Pictures in the records are to be excluded from an otherwise exact copy.

ENTRIES SHOWN Start Marker

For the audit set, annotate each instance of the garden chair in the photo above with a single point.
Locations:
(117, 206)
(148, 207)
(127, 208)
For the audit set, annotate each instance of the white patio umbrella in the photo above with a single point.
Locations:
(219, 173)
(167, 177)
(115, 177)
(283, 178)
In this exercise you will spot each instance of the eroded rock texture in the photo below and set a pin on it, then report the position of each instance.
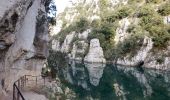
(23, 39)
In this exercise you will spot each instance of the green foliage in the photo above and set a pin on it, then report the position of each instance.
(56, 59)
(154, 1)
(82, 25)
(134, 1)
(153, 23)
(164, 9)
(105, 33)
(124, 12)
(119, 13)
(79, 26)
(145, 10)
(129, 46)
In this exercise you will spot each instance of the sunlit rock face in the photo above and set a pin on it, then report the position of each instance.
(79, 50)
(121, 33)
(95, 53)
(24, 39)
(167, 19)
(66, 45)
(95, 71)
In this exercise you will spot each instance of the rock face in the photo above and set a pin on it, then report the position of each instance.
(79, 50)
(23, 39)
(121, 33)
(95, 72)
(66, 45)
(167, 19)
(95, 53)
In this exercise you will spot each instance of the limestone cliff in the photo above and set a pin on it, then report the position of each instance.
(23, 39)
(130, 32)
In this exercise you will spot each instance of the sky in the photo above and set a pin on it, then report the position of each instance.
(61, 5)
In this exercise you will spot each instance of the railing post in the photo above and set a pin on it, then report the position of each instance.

ENTRIES SHOWN End Marker

# EXERCISE SOLUTION
For the audit set, annotate each instance of the garden chair in the photo above with a single point.
Locations:
(117, 206)
(148, 207)
(127, 208)
For the audit set, annotate each instance of the white patio umbrella in the photo above with a single point.
Locations:
(219, 173)
(167, 177)
(115, 177)
(283, 178)
In this exercise you will spot each instance of the eroded rock texture in the photo below and set a pin on it, then report the position of each instance.
(23, 39)
In this exercise you will spot each instance of the green foliage in the photo above and set a pin on it, then report the position of each instance.
(56, 59)
(154, 1)
(82, 25)
(134, 1)
(153, 23)
(164, 9)
(105, 33)
(124, 12)
(119, 13)
(79, 26)
(145, 10)
(129, 46)
In this exercise you will spot each instance of the sunlit rock face in the photo above and set a pin on it, then report the position of each instance.
(79, 50)
(121, 33)
(95, 53)
(24, 39)
(167, 19)
(66, 45)
(95, 71)
In this exercise you will spot each instance of the rock face in the photo above and set a pin on it, then report the position of each instance.
(79, 50)
(23, 39)
(121, 33)
(95, 72)
(66, 45)
(167, 19)
(95, 53)
In this exercise you will spot each instance of the limestone cliff in the photo above and set a pin on it, then report the position of each instance.
(23, 39)
(130, 32)
In this exercise you will spot each instance of the sky in the photo above and set a pin on it, then report the position of each instance.
(61, 5)
In this exercise you will spot each instance of the railing post in the photo above and set a pin on it, then report the position of each instance.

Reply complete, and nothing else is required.